╭──
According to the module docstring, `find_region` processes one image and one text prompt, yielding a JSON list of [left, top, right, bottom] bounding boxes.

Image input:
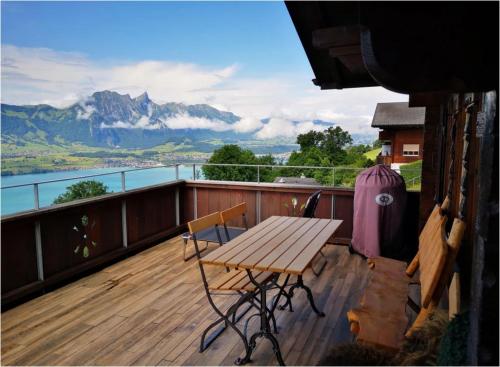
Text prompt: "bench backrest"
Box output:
[[406, 216, 466, 336], [418, 206, 448, 307], [405, 197, 453, 308], [188, 212, 222, 234], [220, 202, 247, 225]]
╰──
Aim of the exercise: In the data above, tally the lines that contain the string "prompt" and give that figure alone.

Answer area: 2